**WHAT IS EXPECTED**
Copy every listing below, substituting "door" for "window" and changing nothing else.

**PROVIDED MATERIAL**

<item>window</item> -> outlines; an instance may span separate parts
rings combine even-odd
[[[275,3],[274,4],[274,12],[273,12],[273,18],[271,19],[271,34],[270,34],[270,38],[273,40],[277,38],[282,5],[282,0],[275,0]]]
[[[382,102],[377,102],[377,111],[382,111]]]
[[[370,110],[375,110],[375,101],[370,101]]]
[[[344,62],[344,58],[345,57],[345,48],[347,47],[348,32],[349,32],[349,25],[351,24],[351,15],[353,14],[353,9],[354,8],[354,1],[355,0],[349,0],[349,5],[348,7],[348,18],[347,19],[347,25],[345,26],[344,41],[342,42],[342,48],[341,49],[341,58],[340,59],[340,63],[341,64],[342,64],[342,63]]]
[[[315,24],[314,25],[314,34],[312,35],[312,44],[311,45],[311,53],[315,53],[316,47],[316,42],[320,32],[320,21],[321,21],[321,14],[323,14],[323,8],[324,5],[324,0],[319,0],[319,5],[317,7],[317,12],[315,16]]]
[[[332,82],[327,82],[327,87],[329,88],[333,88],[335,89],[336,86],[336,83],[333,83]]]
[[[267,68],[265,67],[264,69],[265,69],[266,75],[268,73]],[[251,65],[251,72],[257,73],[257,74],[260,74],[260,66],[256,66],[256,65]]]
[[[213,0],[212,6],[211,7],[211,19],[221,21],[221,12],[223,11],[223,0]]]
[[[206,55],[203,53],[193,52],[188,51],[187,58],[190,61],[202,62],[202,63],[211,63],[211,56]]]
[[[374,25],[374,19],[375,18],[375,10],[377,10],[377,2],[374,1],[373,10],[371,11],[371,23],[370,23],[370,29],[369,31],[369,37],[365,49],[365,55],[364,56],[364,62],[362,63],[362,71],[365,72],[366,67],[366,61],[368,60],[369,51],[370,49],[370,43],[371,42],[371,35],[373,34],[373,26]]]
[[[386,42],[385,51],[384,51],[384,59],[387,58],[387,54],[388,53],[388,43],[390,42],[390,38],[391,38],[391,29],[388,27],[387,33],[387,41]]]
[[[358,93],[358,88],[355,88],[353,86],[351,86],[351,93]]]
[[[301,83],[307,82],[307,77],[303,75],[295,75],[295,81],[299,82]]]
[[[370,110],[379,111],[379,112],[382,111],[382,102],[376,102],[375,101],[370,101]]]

**EXPECTED ANSWER**
<item>door</item> -> outlines; an instance may span separate parts
rings combine even-odd
[[[275,3],[274,4],[274,12],[273,12],[273,18],[271,19],[271,34],[270,34],[270,38],[273,40],[277,38],[282,5],[282,0],[275,0]]]
[[[382,102],[377,102],[377,111],[382,111]]]
[[[370,110],[375,110],[375,101],[370,101]]]
[[[344,62],[344,58],[345,57],[345,48],[347,47],[348,32],[349,32],[349,25],[351,24],[351,15],[353,14],[353,9],[354,8],[354,1],[355,0],[349,0],[349,5],[348,7],[348,18],[347,19],[347,25],[345,26],[344,41],[342,42],[342,48],[341,49],[341,58],[340,59],[340,63],[341,64],[342,64],[342,63]]]
[[[315,24],[314,25],[314,34],[312,35],[312,44],[311,45],[311,53],[315,53],[316,47],[316,42],[320,32],[320,21],[321,21],[321,14],[323,14],[323,8],[324,5],[324,0],[319,0],[319,5],[317,7],[317,12],[315,16]]]
[[[332,82],[327,82],[327,87],[329,88],[333,88],[335,89],[336,86],[336,83],[333,83]]]
[[[267,68],[265,67],[264,69],[265,69],[266,75],[268,73]],[[251,65],[251,72],[257,73],[257,74],[260,74],[260,66],[256,66],[256,65]]]
[[[213,0],[212,6],[211,7],[211,19],[221,21],[221,12],[223,11],[223,0]]]
[[[206,55],[203,53],[193,52],[188,51],[187,58],[190,61],[202,62],[202,63],[211,63],[211,56]]]
[[[374,25],[374,19],[375,18],[375,10],[377,10],[377,2],[374,1],[373,10],[371,11],[371,23],[370,23],[370,29],[369,31],[369,37],[365,49],[365,55],[364,56],[364,62],[362,63],[362,71],[365,72],[366,67],[366,61],[368,60],[369,51],[370,49],[370,43],[371,42],[371,35],[373,34],[373,26]]]
[[[386,42],[385,51],[384,51],[384,59],[387,58],[387,54],[388,53],[388,43],[390,42],[390,38],[391,38],[391,29],[388,27],[387,33],[387,41]]]
[[[358,93],[358,88],[355,88],[353,86],[351,86],[351,93]]]
[[[301,83],[307,82],[307,77],[303,75],[295,75],[295,81],[299,82]]]
[[[370,110],[379,111],[379,112],[382,111],[382,102],[376,102],[375,101],[370,101]]]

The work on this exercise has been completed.